Records from a data source:

▼

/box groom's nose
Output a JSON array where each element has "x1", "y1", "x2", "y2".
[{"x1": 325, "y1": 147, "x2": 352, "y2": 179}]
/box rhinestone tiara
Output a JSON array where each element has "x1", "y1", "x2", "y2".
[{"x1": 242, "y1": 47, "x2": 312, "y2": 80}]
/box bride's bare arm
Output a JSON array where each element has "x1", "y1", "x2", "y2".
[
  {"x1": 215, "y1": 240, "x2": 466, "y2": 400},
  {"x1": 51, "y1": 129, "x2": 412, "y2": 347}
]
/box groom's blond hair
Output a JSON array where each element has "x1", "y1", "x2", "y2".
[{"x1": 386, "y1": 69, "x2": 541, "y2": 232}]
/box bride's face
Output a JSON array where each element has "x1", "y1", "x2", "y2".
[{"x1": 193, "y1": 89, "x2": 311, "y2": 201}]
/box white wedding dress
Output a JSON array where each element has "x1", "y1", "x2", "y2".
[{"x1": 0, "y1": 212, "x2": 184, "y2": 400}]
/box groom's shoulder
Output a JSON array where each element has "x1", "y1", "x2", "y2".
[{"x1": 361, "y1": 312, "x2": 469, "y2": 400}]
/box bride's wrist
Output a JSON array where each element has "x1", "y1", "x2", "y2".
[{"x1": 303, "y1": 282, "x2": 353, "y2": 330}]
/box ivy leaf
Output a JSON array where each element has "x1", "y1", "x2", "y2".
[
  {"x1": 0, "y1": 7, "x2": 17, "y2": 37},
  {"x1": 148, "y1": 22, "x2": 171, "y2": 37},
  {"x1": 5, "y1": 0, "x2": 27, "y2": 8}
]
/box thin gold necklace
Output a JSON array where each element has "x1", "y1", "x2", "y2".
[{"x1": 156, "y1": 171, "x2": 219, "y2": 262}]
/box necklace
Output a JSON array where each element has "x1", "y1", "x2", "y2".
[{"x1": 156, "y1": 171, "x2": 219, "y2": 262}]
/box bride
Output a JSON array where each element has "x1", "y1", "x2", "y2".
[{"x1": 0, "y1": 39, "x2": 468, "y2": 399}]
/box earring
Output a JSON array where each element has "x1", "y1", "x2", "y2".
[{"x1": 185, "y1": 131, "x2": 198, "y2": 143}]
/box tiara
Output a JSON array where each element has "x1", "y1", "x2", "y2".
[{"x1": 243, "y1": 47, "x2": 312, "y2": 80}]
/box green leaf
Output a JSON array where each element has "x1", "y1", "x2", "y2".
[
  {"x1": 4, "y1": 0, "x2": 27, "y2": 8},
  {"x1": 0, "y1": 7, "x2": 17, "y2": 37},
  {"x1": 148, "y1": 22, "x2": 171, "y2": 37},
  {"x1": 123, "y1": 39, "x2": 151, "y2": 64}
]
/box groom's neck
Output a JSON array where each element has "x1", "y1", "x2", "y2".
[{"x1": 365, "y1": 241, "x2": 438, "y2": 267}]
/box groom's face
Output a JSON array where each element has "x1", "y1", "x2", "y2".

▲

What to produce ::
Please return each line of the material above that contains the word "necklace".

Solution below ::
/box thin gold necklace
/box necklace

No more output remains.